═══ Supplied material

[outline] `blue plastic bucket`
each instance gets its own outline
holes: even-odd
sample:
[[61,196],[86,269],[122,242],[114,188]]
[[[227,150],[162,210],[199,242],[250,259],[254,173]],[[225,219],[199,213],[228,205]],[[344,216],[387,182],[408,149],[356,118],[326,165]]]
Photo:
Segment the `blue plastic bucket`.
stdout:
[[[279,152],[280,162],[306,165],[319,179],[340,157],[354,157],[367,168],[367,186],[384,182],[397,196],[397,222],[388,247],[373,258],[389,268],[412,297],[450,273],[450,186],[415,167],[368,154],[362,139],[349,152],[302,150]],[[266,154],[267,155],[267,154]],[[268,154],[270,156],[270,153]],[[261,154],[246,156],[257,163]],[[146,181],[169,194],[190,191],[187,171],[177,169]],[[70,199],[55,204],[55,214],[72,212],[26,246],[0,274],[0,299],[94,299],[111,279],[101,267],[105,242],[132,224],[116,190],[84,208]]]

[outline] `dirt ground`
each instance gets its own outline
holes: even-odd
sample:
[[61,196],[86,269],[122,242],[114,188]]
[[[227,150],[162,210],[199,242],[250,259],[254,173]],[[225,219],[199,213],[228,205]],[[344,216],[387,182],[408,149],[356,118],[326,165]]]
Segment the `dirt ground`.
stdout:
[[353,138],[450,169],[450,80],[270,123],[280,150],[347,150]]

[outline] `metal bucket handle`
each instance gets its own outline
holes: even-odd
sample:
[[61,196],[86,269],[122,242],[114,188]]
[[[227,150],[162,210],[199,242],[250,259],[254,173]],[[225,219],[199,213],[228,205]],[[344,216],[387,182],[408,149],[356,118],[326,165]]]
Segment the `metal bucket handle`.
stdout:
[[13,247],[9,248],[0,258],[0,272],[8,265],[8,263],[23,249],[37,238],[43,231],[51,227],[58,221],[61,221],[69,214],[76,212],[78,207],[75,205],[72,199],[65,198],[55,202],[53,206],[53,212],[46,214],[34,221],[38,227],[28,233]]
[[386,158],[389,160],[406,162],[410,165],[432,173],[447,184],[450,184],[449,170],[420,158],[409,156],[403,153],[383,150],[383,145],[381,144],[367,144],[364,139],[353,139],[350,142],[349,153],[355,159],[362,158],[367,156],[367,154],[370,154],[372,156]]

══════

▸ **Task statement**: The lines holding the string "plastic" are what is needed from the material above.

▸ **Task answer**:
[outline] `blue plastic bucket`
Segment the `blue plastic bucket`.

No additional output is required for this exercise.